§ **WHAT THE TASK ASKS**
Return verbatim the portion of the material below that starts at the line containing "Per the spec, this vision system identifies the horse" and ends at its last line.

§ **GIVEN DATA**
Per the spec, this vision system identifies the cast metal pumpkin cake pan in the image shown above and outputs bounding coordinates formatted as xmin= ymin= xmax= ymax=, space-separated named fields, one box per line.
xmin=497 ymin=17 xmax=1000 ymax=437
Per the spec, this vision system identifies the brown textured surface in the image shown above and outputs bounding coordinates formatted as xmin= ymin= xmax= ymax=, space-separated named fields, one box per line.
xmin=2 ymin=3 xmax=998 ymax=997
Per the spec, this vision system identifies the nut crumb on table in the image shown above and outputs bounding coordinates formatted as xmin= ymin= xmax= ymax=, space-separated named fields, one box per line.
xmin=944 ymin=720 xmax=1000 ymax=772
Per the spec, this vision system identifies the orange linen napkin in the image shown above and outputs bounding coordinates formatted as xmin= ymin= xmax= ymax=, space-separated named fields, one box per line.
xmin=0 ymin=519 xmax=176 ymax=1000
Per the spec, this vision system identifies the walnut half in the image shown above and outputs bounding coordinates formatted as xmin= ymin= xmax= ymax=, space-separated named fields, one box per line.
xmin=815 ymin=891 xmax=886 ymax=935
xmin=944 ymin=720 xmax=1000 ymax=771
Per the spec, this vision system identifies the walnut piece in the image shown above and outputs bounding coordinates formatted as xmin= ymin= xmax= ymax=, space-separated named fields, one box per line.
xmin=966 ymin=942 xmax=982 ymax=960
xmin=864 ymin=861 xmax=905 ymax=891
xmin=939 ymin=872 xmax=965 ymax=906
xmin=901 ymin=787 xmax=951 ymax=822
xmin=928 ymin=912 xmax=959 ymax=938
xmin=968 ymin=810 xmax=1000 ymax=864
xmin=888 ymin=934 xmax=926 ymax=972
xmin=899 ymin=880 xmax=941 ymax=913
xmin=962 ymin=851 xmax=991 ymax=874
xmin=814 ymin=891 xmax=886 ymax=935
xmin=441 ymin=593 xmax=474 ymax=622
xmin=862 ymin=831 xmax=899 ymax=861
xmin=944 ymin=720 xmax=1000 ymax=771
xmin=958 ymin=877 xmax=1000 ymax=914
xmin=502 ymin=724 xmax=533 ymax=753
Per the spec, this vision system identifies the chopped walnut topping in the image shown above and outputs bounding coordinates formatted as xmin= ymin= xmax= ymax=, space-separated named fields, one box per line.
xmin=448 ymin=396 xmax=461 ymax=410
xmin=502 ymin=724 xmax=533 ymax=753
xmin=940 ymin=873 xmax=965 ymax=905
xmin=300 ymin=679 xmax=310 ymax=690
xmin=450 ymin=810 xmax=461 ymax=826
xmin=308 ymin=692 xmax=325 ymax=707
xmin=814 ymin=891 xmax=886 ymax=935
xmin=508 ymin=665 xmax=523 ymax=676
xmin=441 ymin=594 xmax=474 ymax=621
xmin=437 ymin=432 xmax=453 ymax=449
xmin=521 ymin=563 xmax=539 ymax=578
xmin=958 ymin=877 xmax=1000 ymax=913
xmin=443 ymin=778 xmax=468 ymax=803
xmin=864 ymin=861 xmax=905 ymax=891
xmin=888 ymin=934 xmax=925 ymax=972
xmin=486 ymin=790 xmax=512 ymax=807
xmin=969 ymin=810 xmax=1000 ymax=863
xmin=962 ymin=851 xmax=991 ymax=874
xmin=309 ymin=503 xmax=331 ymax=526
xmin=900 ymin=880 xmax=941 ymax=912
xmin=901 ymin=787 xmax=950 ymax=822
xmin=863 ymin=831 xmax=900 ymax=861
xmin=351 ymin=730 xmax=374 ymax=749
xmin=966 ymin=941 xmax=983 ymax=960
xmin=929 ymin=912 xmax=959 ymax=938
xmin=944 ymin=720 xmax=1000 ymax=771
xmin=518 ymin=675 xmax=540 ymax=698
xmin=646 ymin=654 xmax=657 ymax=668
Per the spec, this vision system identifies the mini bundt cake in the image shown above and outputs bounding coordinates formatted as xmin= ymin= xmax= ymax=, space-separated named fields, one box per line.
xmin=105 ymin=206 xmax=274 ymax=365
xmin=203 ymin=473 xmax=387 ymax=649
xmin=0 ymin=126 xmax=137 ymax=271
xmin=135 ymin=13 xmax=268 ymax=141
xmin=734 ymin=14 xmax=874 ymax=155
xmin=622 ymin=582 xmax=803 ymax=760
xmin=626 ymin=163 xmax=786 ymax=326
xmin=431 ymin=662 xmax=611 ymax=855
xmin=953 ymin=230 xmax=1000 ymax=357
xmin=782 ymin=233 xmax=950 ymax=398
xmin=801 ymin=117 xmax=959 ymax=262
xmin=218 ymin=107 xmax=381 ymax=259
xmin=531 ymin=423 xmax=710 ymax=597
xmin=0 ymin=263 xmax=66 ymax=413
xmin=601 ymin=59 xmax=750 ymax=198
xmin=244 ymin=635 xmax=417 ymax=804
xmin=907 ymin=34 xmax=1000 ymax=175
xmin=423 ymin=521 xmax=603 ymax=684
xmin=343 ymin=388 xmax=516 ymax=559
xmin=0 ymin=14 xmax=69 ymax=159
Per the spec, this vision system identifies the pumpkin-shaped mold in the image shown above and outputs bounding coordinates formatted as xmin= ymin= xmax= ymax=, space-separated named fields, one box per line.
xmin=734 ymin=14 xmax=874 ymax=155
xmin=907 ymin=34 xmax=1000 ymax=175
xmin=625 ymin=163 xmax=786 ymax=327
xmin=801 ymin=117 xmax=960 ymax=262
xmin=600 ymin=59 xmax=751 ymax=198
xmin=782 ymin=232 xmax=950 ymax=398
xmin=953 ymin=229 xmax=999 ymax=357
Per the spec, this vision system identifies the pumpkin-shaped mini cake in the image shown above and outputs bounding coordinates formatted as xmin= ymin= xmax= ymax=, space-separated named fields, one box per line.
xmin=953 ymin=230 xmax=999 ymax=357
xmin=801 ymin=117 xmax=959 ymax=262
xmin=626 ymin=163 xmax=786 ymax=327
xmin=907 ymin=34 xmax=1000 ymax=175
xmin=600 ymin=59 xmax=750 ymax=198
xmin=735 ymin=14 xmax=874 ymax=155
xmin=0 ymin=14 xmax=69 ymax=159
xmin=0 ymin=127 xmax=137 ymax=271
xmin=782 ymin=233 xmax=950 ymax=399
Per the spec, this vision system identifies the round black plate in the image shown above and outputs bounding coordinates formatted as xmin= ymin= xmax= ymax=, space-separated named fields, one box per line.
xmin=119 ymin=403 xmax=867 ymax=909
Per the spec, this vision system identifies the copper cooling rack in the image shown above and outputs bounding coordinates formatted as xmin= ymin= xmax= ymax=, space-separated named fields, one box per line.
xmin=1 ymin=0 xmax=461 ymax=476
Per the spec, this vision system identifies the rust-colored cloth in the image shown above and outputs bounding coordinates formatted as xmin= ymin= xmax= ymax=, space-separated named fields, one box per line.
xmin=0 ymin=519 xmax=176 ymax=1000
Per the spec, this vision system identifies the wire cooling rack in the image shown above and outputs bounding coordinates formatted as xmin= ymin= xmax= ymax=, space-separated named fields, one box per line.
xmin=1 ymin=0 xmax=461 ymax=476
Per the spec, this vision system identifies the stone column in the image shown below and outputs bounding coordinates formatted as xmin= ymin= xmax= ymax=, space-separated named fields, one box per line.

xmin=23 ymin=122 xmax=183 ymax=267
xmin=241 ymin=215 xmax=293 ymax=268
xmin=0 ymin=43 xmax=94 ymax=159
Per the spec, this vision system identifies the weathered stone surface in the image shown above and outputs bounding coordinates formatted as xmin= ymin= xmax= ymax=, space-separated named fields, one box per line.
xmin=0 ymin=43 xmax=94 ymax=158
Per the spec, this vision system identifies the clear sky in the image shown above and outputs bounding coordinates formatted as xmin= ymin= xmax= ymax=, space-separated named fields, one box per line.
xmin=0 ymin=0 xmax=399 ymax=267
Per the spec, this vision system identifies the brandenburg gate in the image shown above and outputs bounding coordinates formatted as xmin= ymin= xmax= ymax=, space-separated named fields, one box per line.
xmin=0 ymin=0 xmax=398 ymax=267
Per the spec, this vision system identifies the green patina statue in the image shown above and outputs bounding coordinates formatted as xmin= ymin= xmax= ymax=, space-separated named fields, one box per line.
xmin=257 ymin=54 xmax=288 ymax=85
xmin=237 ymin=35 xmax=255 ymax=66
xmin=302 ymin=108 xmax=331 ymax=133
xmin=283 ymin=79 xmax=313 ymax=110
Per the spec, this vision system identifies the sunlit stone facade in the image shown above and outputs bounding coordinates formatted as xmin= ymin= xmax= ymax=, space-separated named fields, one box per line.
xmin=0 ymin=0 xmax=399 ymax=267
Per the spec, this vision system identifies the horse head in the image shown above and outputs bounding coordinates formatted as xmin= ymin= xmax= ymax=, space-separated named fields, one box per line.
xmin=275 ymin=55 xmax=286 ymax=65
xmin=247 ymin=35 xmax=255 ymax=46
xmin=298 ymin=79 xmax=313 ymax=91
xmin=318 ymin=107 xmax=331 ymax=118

§ **ANSWER BOX**
Per the spec, this vision system identifies the horse head in the image shown above and outputs bounding coordinates formatted as xmin= ymin= xmax= ymax=, space-separated named fields, one box per line.
xmin=275 ymin=55 xmax=286 ymax=65
xmin=247 ymin=35 xmax=255 ymax=46
xmin=298 ymin=79 xmax=313 ymax=91
xmin=318 ymin=107 xmax=331 ymax=118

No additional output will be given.